* **Instrução da tarefa**:
Responda às perguntas abaixo sobre o trecho para leitura, marcando cada resposta com a mesma letra da pergunta.
(a) Segundo as estatísticas citadas, os homens se candidatam a uma vaga ao atingir aproximadamente que porcentagem dos requisitos?
(b) Por quem a pessoa que escreve o trecho diz ter sido sempre apoiada?
(c) Na revisão de performance proposta, a opinião de quem deve ser levada em consideração?

Um dos pontos que faz sentido analisarmos sobre essa minoria é a autoconfiança. Vejo em muitas meninas e mulheres uma confiança muito menor do que a dos homens. Muitas mulheres não sabem se auto-promover tão bem. Por exemplo, existem estatísticas conhecidas que provam que as mulheres só se candidatam para uma vaga de trabalho se atingirem 100% dos requisitos, enquanto os homens se candidatam se atingirem aproximadamente 60%.
As mulheres têm mais medo de errar. Sentem a necessidade de serem perfeitas. Mas, na verdade, não precisamos ser perfeitas, temos apenas que ser corajosas e tentar. São questões bastante enraizadas. As meninas são sutilmente ensinadas a ficar escondidas e acabam sendo menos seguras, menos ousadas e corajosas, têm muito medo de errar e acabam perdendo oportunidades. É algo cultural e muito forte. Tem até um TED talk maravilhoso que fala exatamente disso.
Eu, particularmente, nunca tive experiências diretas de desincentivos. Sempre fui muito apoiada pela minha família, professores e amigos. Mas tive muitos anos de aprendizado para conseguir ser mais segura de mim, perder medo de errar, e, saber me vender melhor. Foi a consequência do machismo enraizado que mais me afetou e ainda me afeta.
O que fazer para melhorar essa situação no mercado de trabalho?
Como empreendedora, acredito que para termos maior representatividade de gênero no mercado de trabalho devemos investir em processos justos e transparentes. Estabeleça um fluxo objetivo de promoção e ajuste salarial, e, não deixe a politicagem reinar na sua empresa. Tenha um processo justo, objetivo e holístico de compensação e reconhecimento dos funcionários. Para isso, estabeleça um procedimento de revisão de performance regular, que leve em consideração a opinião de todos que trabalham com a pessoa, não apenas seu líder direto. Defina faixas de níveis que correspondam às responsabilidades e performance dos funcionários e também a faixa salarial, e use a revisão de performance para definir em qual nível cada colaborador se encaixa. Dessa forma você cria uma ferramenta justa de avaliação de performance e promoção.

* **Dados para análise**:
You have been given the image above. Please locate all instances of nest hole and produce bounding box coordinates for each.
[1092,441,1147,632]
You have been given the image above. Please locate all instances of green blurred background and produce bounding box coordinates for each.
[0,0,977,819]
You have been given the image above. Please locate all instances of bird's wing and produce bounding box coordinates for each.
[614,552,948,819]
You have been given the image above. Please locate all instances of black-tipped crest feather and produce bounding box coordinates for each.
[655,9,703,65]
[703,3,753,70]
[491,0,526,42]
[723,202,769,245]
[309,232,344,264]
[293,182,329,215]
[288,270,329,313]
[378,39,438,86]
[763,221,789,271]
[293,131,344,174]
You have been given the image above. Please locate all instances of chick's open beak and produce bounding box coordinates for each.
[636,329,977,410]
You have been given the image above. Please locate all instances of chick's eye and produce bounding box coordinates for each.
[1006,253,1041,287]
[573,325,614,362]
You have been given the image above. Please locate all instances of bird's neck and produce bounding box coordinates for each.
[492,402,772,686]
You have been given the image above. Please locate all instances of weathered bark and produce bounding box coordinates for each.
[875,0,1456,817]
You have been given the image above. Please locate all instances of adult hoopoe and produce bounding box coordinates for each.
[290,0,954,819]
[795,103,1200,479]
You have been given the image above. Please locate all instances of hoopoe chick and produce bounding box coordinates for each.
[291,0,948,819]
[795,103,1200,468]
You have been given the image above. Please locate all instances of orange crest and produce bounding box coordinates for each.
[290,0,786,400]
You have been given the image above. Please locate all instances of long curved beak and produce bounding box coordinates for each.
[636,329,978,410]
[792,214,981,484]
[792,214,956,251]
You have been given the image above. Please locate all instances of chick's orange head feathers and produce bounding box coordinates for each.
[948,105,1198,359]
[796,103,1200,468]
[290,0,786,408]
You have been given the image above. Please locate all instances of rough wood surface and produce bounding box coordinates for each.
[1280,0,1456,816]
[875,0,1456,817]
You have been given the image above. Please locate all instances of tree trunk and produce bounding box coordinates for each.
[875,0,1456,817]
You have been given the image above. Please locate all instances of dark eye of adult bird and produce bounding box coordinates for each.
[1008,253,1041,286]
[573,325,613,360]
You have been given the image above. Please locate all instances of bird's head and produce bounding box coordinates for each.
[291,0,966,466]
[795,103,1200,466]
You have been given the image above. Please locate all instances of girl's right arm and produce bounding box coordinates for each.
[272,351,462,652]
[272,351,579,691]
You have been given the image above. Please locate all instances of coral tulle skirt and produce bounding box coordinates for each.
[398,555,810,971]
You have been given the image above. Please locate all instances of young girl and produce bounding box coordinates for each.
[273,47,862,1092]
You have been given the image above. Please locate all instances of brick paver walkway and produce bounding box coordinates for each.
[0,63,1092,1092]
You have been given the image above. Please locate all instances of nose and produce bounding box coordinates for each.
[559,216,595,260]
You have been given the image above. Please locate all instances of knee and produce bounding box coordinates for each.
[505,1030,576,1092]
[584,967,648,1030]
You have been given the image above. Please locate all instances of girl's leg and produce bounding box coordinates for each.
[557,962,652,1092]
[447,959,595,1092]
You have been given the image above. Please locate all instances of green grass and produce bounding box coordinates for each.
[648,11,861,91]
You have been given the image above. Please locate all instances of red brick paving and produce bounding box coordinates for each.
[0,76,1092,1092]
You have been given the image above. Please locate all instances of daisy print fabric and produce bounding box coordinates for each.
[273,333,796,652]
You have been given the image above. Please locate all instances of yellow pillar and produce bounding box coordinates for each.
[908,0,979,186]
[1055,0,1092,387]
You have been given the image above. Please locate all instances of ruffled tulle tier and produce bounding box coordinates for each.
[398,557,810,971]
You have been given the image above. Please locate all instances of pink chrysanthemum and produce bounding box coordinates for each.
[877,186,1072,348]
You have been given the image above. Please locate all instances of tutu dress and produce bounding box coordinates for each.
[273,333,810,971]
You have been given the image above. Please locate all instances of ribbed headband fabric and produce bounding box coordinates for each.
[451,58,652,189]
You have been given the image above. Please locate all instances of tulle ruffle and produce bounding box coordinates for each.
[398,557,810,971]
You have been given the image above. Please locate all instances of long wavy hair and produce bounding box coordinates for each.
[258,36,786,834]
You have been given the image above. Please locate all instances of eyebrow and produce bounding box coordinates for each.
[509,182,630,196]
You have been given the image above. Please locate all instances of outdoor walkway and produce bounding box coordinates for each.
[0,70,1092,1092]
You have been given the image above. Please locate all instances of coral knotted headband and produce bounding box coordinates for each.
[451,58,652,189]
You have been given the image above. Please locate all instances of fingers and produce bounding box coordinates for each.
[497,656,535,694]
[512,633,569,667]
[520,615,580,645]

* **Resposta a seguir**:
(a) Os homens se candidatam ao atingir aproximadamente 60% dos requisitos.
(b) Essa pessoa diz ter sido sempre apoiada pela família, pelos professores e pelos amigos.
(c) Deve ser levada em consideração a opinião de todos que trabalham com a pessoa, não apenas a de seu líder direto.